WRITTEN PROBLEM:
Reproduce the listing below word for word, omitting the pictures.

PROVIDED INFORMATION:

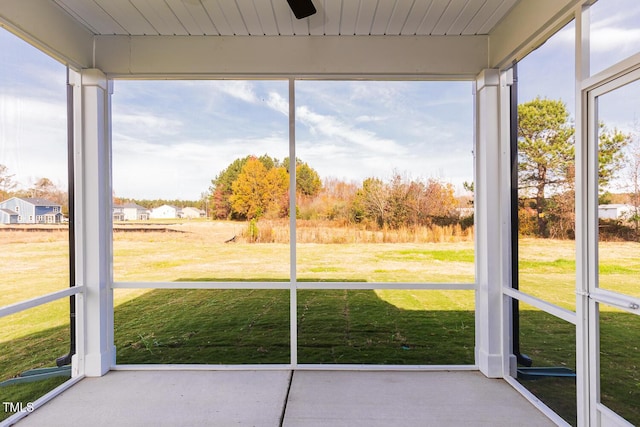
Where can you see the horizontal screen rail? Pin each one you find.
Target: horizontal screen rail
(34, 302)
(562, 313)
(296, 285)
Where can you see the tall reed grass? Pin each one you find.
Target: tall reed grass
(327, 232)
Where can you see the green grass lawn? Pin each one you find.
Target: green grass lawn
(334, 326)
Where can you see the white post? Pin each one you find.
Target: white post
(490, 252)
(93, 211)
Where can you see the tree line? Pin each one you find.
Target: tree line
(255, 187)
(546, 169)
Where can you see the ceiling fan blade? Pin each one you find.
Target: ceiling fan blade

WORKED ANSWER:
Where can you see the horizontal screen rail? Pin each one you find.
Target: horizontal screen rail
(34, 302)
(562, 313)
(296, 285)
Where can you see the tall reed grass? Pin each one you find.
Target: tall reed grass
(327, 232)
Where can you see the green grass lawn? Pin each one you find.
Target: green grass lawn
(334, 326)
Where can you see the white post? Pin each one you find.
Target: white post
(490, 252)
(93, 211)
Where can you see the tree line? Pin each one you find.
Target: tree line
(255, 187)
(546, 169)
Where can you see the ceiling fan blade? Pin each one you find.
Target: ceiling fan blade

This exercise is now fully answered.